> **PROBLEM TO SOLVE**: Every entry needs to be reproduced exactly.

** START RECORDS SHOWN **

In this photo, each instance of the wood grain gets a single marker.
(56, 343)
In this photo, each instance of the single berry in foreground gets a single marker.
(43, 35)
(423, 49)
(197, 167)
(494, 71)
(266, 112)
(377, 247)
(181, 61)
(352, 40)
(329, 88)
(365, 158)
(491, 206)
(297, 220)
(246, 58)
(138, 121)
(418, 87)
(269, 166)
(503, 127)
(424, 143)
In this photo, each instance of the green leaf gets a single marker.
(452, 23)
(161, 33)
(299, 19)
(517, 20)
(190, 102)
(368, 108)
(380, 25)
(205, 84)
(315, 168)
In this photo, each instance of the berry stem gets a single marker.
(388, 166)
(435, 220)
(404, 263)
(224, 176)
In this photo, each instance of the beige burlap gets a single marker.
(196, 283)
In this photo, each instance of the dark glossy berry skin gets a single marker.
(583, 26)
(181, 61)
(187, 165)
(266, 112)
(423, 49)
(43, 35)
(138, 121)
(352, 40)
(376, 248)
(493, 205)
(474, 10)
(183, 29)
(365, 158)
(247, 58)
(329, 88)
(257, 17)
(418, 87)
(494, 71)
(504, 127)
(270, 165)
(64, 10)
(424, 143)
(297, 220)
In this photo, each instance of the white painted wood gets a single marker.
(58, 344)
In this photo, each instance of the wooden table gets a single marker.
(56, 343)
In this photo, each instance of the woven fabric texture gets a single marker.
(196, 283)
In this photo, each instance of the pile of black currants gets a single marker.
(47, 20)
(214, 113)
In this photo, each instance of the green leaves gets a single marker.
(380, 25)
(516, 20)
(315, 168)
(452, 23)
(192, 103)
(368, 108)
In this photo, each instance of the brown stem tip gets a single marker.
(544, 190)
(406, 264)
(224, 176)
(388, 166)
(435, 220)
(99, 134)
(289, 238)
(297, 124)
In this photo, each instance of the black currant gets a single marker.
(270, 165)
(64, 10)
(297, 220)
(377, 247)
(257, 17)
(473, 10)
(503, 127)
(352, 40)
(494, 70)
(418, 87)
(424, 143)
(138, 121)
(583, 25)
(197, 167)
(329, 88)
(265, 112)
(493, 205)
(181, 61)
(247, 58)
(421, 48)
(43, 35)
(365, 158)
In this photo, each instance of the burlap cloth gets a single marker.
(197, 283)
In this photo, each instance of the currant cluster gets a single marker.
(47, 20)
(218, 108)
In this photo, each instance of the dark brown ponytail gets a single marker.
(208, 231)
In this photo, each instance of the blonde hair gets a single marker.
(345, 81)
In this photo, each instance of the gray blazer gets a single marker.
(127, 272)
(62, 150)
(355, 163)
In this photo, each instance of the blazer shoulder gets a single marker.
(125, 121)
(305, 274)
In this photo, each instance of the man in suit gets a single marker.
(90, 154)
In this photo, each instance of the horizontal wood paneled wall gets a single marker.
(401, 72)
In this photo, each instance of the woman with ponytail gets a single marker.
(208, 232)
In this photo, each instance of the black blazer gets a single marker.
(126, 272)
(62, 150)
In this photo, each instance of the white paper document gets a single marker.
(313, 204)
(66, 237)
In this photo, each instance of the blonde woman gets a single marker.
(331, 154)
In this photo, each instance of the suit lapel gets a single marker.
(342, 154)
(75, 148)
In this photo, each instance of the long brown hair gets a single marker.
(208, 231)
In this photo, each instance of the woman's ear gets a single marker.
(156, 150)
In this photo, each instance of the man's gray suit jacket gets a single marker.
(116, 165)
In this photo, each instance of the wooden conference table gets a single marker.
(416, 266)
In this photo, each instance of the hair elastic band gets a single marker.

** END RECORDS SHOWN **

> **SOLUTION**:
In this photo, each instance of the wood grain gets a single marker.
(56, 343)
In this photo, each instance of the single berry in foreground gets a single marker.
(43, 35)
(423, 49)
(197, 167)
(494, 71)
(266, 112)
(377, 247)
(181, 61)
(352, 40)
(329, 88)
(365, 158)
(491, 206)
(297, 220)
(246, 58)
(138, 121)
(418, 87)
(269, 166)
(503, 127)
(424, 143)
In this photo, each instance of the green leaf gets a single marker.
(452, 23)
(161, 33)
(299, 19)
(517, 20)
(190, 102)
(368, 108)
(380, 25)
(205, 84)
(315, 168)
In this photo, each instance of the berry stem gets a single marker.
(388, 166)
(435, 220)
(404, 263)
(224, 176)
In this photo, each instance of the beige burlap gets a single marker.
(196, 283)
In this photo, each instance of the dark glossy berry skin gets a single marker.
(583, 26)
(181, 61)
(187, 165)
(266, 112)
(423, 49)
(43, 35)
(138, 121)
(352, 40)
(376, 248)
(493, 205)
(474, 10)
(183, 29)
(365, 158)
(247, 58)
(329, 88)
(257, 17)
(418, 87)
(494, 71)
(504, 127)
(270, 165)
(64, 10)
(424, 143)
(297, 220)
In this photo, each instance of the white painted wood gets a single marker.
(58, 344)
In this photo, each instance of the wooden table gets a single marker.
(56, 343)
In this photo, each instance of the woven fabric texture gets a single marker.
(196, 283)
In this photo, each instance of the pile of black currants gets a single marker.
(47, 20)
(214, 113)
In this photo, each instance of the green leaves gets a single marker.
(380, 25)
(516, 20)
(315, 168)
(452, 23)
(192, 103)
(368, 108)
In this photo, each instance of the brown stem tip gets a single marker.
(544, 190)
(406, 264)
(224, 176)
(388, 166)
(435, 220)
(99, 134)
(289, 238)
(297, 124)
In this photo, each instance of the black currant gets a single marker.
(270, 165)
(64, 10)
(297, 220)
(377, 247)
(257, 17)
(473, 10)
(503, 127)
(352, 40)
(494, 70)
(418, 87)
(424, 143)
(138, 121)
(583, 25)
(197, 167)
(329, 88)
(265, 112)
(493, 205)
(181, 61)
(247, 58)
(421, 48)
(43, 35)
(365, 158)
In this photo, each instance of the burlap cloth gets a single marker.
(197, 283)
In this photo, each instance of the currant cluster gets a single marker.
(47, 20)
(218, 108)
In this photo, each instance of the dark brown ponytail gets a single marker.
(208, 231)
In this photo, each instance of the blonde hair gets a single marker.
(345, 81)
In this photo, each instance of the gray blazer gets a single marker.
(127, 272)
(62, 150)
(355, 163)
In this photo, each instance of the blazer shoulder gets a single marker.
(125, 121)
(305, 274)
In this photo, each instance of the man in suit gets a single marker.
(90, 154)
In this photo, each instance of the horizontal wood paneled wall gets a single marker.
(401, 72)
In this photo, each instance of the woman with ponytail gets a single marker.
(208, 232)
In this photo, each instance of the black blazer gets a single marker.
(126, 272)
(62, 150)
In this photo, each instance of the white paper document gets a single marker.
(313, 204)
(66, 237)
In this photo, each instance of the blonde woman gets a single marker.
(331, 154)
In this photo, each instance of the suit lapel gets a single marker.
(342, 154)
(75, 148)
In this photo, each instance of the long brown hair gets a single marker.
(208, 231)
In this photo, each instance of the woman's ear gets a single marker.
(156, 150)
In this photo, each instance of the man's gray suit jacket gets a single marker.
(116, 165)
In this photo, each instance of the wooden conference table gets a single marker.
(416, 266)
In this photo, each instance of the hair elastic band gets a single marker.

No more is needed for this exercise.